Data extracts ▸
══════
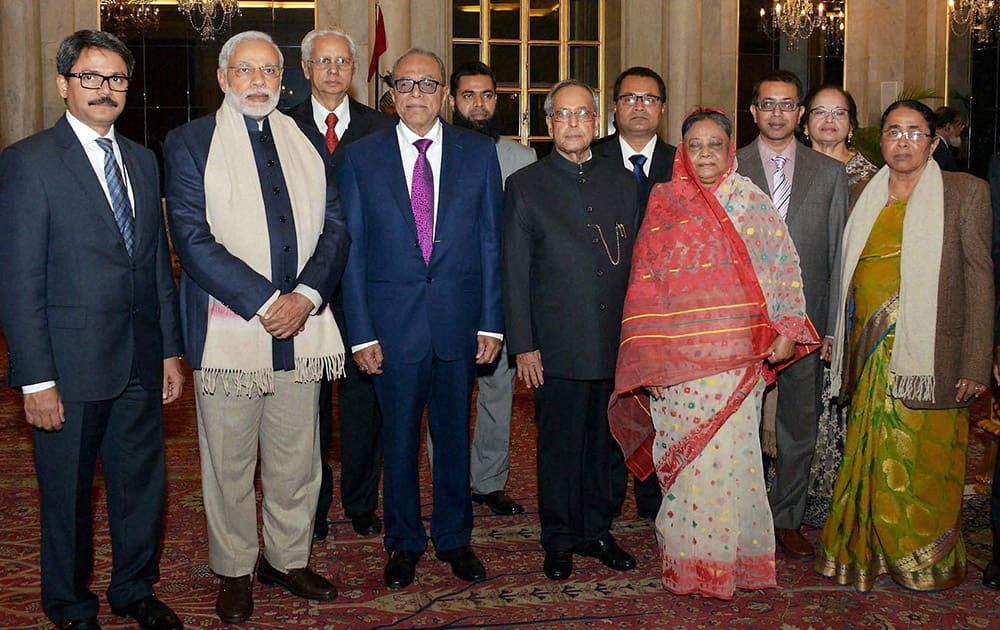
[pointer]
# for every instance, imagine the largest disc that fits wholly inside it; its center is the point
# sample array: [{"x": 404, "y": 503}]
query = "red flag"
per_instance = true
[{"x": 379, "y": 46}]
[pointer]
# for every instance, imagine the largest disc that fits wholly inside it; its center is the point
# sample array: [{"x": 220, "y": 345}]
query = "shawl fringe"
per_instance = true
[{"x": 912, "y": 387}]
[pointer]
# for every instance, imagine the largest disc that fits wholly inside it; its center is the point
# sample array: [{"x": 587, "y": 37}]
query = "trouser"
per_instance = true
[{"x": 230, "y": 430}]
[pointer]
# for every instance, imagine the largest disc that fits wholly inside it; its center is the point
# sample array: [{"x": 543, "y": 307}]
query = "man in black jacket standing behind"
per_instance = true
[
  {"x": 332, "y": 119},
  {"x": 569, "y": 225},
  {"x": 640, "y": 98}
]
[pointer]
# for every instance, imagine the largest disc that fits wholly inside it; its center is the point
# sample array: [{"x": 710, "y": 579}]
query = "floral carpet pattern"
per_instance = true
[{"x": 516, "y": 594}]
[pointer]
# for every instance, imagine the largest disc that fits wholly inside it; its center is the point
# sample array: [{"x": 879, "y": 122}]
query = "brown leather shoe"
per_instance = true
[
  {"x": 235, "y": 601},
  {"x": 302, "y": 582},
  {"x": 794, "y": 544}
]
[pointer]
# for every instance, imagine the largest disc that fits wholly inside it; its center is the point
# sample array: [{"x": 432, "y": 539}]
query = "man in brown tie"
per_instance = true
[{"x": 332, "y": 119}]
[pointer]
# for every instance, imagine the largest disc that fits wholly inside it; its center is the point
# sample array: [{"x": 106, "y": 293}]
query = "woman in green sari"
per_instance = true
[{"x": 912, "y": 349}]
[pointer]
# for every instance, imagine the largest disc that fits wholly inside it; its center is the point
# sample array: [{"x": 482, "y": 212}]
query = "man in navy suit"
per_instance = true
[
  {"x": 333, "y": 120},
  {"x": 423, "y": 300},
  {"x": 258, "y": 229},
  {"x": 89, "y": 309}
]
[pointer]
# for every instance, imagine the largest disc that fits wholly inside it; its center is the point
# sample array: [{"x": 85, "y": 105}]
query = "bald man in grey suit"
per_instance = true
[{"x": 809, "y": 190}]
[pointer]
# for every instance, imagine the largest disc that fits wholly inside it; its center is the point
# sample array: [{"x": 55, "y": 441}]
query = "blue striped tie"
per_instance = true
[
  {"x": 781, "y": 190},
  {"x": 119, "y": 196}
]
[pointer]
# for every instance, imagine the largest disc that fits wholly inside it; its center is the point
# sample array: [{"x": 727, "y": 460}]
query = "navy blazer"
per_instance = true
[
  {"x": 75, "y": 307},
  {"x": 390, "y": 294},
  {"x": 209, "y": 268}
]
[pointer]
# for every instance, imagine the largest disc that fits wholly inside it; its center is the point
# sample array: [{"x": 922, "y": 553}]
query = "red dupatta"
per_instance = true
[{"x": 705, "y": 296}]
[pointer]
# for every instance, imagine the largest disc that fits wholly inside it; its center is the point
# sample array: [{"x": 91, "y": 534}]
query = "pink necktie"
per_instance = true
[
  {"x": 422, "y": 199},
  {"x": 331, "y": 132}
]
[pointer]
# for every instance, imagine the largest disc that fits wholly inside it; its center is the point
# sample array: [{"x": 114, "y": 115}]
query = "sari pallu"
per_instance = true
[{"x": 898, "y": 498}]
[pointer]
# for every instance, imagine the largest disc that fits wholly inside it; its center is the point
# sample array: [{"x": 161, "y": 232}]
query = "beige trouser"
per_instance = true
[{"x": 230, "y": 428}]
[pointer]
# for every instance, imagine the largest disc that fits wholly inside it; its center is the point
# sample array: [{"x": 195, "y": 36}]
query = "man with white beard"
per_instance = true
[{"x": 256, "y": 223}]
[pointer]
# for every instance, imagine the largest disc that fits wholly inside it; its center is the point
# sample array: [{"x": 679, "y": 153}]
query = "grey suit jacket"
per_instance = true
[
  {"x": 513, "y": 157},
  {"x": 817, "y": 212}
]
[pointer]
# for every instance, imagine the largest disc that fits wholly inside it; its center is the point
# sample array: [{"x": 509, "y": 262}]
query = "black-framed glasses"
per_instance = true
[
  {"x": 769, "y": 105},
  {"x": 328, "y": 63},
  {"x": 564, "y": 114},
  {"x": 94, "y": 81},
  {"x": 913, "y": 135},
  {"x": 246, "y": 70},
  {"x": 646, "y": 99},
  {"x": 405, "y": 86}
]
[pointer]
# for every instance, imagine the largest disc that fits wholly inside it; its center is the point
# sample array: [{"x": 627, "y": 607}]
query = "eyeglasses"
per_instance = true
[
  {"x": 913, "y": 135},
  {"x": 647, "y": 99},
  {"x": 328, "y": 63},
  {"x": 836, "y": 113},
  {"x": 405, "y": 86},
  {"x": 564, "y": 114},
  {"x": 712, "y": 146},
  {"x": 244, "y": 70},
  {"x": 94, "y": 81},
  {"x": 768, "y": 105}
]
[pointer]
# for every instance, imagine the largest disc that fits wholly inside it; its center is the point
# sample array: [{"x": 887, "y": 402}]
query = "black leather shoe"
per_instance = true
══════
Task instructions ▸ Review the material and copy each line in which the word "navy" appears.

Expected answer ▸
query = "man in navy suit"
query = "navy blazer"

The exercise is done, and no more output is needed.